--- Begin Records ---
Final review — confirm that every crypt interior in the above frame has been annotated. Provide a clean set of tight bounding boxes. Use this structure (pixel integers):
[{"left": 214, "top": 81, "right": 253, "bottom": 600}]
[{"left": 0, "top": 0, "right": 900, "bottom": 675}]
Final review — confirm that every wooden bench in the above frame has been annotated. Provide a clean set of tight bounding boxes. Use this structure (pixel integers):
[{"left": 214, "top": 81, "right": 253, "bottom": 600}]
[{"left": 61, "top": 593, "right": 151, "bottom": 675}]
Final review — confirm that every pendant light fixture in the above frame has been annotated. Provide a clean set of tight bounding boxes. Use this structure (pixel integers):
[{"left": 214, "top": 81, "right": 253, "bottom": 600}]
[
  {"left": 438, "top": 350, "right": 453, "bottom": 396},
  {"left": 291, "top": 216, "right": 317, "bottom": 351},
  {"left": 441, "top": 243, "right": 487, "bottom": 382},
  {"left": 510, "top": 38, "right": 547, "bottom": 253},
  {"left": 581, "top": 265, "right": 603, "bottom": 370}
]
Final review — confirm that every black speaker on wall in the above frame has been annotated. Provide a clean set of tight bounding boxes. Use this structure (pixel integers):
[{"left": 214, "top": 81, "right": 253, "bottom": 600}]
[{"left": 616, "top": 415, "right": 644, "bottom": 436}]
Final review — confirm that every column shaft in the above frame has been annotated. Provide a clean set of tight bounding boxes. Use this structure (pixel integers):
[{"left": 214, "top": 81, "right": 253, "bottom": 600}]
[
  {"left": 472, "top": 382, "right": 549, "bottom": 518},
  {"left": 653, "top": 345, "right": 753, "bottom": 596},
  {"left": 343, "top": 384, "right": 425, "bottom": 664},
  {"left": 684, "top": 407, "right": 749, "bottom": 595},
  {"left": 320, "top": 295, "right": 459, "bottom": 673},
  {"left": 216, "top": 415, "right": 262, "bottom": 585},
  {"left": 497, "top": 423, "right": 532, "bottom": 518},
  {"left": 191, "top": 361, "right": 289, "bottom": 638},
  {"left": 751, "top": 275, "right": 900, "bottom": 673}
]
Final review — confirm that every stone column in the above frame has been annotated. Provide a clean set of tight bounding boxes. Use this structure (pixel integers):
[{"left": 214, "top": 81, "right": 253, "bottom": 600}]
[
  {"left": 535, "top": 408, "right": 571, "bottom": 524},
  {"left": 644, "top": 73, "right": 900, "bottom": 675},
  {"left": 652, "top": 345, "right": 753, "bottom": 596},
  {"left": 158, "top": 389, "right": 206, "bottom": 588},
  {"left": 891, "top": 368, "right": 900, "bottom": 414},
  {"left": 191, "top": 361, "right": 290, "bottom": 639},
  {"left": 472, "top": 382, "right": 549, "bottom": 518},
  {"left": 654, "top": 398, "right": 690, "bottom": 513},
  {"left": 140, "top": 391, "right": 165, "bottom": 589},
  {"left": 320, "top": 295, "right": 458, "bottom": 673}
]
--- End Records ---
__Task__.
Rewrite the data from the line containing "Final review — confirm that every stone" through the end of the data, both ends included, and rescale only the answer. Copy the request and its format sample unchanged, and multiply each bounding-box pixel coordinate in the answer by 1.7, rounding to whole numbers with halves rounded up.

__Written solution__.
Final review — confirm that every stone column in the above frame has been annotated. Provide a clean set of tight bounding boxes. Use this structure (pixel integers):
[{"left": 214, "top": 81, "right": 253, "bottom": 600}]
[
  {"left": 910, "top": 694, "right": 971, "bottom": 891},
  {"left": 1095, "top": 124, "right": 1530, "bottom": 1148},
  {"left": 1108, "top": 587, "right": 1280, "bottom": 1013},
  {"left": 269, "top": 661, "right": 350, "bottom": 1000},
  {"left": 1515, "top": 626, "right": 1530, "bottom": 704},
  {"left": 325, "top": 614, "right": 493, "bottom": 1086},
  {"left": 802, "top": 649, "right": 933, "bottom": 881},
  {"left": 1112, "top": 677, "right": 1173, "bottom": 872},
  {"left": 238, "top": 665, "right": 281, "bottom": 1001},
  {"left": 544, "top": 502, "right": 779, "bottom": 1144}
]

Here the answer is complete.